Task item: In the response, each entry below should appear again exactly as given.

(Natural language region descriptions)

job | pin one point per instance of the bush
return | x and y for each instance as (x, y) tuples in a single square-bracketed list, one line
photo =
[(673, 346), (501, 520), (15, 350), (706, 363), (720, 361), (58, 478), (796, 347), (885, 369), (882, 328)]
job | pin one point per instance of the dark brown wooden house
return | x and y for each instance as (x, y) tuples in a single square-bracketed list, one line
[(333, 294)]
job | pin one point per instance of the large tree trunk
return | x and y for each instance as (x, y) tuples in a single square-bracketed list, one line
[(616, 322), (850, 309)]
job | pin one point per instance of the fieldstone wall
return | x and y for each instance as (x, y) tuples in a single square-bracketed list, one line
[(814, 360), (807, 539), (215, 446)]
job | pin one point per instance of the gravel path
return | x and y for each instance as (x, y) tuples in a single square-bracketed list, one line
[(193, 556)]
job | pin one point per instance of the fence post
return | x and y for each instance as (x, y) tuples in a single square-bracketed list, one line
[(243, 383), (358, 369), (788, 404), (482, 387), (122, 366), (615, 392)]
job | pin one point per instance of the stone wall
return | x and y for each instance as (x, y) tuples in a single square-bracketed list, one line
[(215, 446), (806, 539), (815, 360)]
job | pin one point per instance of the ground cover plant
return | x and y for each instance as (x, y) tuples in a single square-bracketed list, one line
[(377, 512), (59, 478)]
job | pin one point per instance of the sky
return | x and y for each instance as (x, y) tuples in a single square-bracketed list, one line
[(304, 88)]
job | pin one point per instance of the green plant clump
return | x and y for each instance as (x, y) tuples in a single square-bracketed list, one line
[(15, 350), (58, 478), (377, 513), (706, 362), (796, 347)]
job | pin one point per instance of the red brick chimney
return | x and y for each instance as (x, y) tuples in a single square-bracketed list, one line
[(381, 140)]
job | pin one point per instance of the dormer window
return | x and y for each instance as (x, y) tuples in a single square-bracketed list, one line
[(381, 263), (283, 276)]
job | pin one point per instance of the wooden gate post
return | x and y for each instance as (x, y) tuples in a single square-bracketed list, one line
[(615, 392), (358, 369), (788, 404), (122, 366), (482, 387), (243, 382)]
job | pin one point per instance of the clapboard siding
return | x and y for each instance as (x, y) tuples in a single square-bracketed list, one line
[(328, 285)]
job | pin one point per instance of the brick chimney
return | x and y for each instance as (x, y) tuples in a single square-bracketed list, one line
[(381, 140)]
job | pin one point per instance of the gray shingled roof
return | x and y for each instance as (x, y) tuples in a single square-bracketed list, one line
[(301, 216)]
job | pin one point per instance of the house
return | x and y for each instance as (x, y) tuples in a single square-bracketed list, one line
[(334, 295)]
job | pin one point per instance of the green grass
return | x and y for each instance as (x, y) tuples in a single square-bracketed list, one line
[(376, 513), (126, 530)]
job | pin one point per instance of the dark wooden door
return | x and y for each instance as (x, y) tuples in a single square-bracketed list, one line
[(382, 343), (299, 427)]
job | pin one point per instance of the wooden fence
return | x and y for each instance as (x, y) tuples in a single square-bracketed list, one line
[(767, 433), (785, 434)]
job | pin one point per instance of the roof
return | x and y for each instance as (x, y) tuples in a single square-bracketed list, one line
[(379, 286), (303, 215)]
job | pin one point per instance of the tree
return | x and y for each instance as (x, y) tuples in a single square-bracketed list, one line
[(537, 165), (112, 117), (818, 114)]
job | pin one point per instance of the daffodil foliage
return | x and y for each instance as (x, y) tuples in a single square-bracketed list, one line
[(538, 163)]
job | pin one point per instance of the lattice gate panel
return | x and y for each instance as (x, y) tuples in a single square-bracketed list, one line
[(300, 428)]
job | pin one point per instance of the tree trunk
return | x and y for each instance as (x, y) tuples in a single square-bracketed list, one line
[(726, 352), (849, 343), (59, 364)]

Response below:
job | pin one point per instance of the bush
return | x and y for each instance as (x, y) tuples in a single square-bracketed list, one line
photo =
[(673, 346), (501, 520), (15, 350), (706, 363), (720, 361), (58, 478), (796, 347), (885, 369), (882, 328)]
job | pin one point per instance of the dark brown wooden house
return | x and y for each instance as (x, y) tuples in a single square-bracketed list, one line
[(333, 294)]
job | pin one point per instance of the large tree trunk
return | x and y for each instance as (x, y) tuples in a single square-bracketed list, one line
[(616, 322), (850, 309)]
job | pin one point per instance of the fieldstone wall
return | x and y for each instance as (x, y) tuples in a single square-bracketed list, one line
[(814, 360), (807, 539), (215, 446)]
job | pin one point per instance of the gravel path
return | x and y for each instance as (x, y) tuples in a single square-bracketed list, one line
[(193, 556)]
job | pin one point per instance of the fence post
return | x and y for each instance as (x, y) tuples in a single square-bracketed list, one line
[(243, 383), (358, 369), (788, 404), (482, 387), (122, 366), (615, 392)]
job | pin one point per instance of the stone wall
return | x and y for each instance as (x, y) tuples in a single square-bracketed list, one line
[(215, 446), (806, 539), (815, 360)]
job | pin one point per instance of the ground cover plant
return | x and y for each instance as (x, y) tuples in a single square-bracketed list, one line
[(377, 512), (59, 478)]
job | pin one point per instance of the sky
return | x and y for each instance as (x, y) tuples in a single square-bracketed list, one line
[(304, 88)]
job | pin one point per instance of the green plant clump
return | x and y for each instance as (x, y) tuples in a single square-bracketed list, one line
[(15, 350), (58, 478), (377, 513), (706, 362), (796, 347)]
job | pin one point per instance of the red brick chimney
return | x and y for each instance as (x, y) tuples in a single square-bracketed list, one line
[(381, 140)]
job | pin one point per instance of the dormer window
return | x and y for each instance as (x, y) tuples in a single square-bracketed list, one line
[(381, 263), (283, 276)]
job | pin one point per instance of the wooden gate post
return | x and y for each instance as (x, y) tuples in a single square-bracketed list, one line
[(615, 392), (358, 369), (788, 404), (122, 366), (482, 387), (243, 382)]
job | pin one point per instance of the clapboard siding
return | x and y for each instance as (x, y) tuples in a single square-bracketed list, one line
[(328, 285)]
job | pin one point per instance of the brick chimney
return | x and y for each instance as (x, y) tuples in a single square-bracketed list, one line
[(381, 140)]
job | pin one point per instance of the gray shingled roof
return | x and y for each instance as (x, y) tuples in a single square-bracketed list, one line
[(301, 216)]
job | pin one point per instance of the house
return | x and y for each instance as (x, y) tuples in a single square-bracketed list, one line
[(334, 295)]
job | pin one point per instance of the green grass
return | x and y for each instance as (x, y) tuples in a single square-bracketed list, one line
[(376, 513), (126, 530)]
job | pin one point per instance of the dark wooden door
return | x and y for each instance as (x, y) tuples in a single square-bracketed list, one line
[(382, 343), (299, 427)]
job | pin one point per instance of the wooden fence
return | x and y for each instance as (x, y) tuples in a single square-bracketed list, one line
[(767, 433), (785, 434)]
job | pin one point per instance of the roof
return | x and y for each instance as (x, y) tuples in a single square-bracketed list, one line
[(379, 286), (303, 215)]
job | pin one point per instance of the tree
return | x and y for each instance as (x, y) tuples in a single square-bracketed list, one line
[(537, 165), (112, 117), (818, 114)]
job | pin one point per instance of the daffodil foliage
return | x and y for each instance as (x, y) tuples in a single square-bracketed list, one line
[(538, 163)]
job | pin one point per instance of the lattice gate panel
return | x and y for each instance as (x, y) tuples in a single square-bracketed list, one line
[(300, 428)]
job | pin one point per instance of the tree trunk
return | x and y for each instance as (x, y) tuples in a single square-bracketed list, one line
[(726, 352), (849, 343), (59, 364)]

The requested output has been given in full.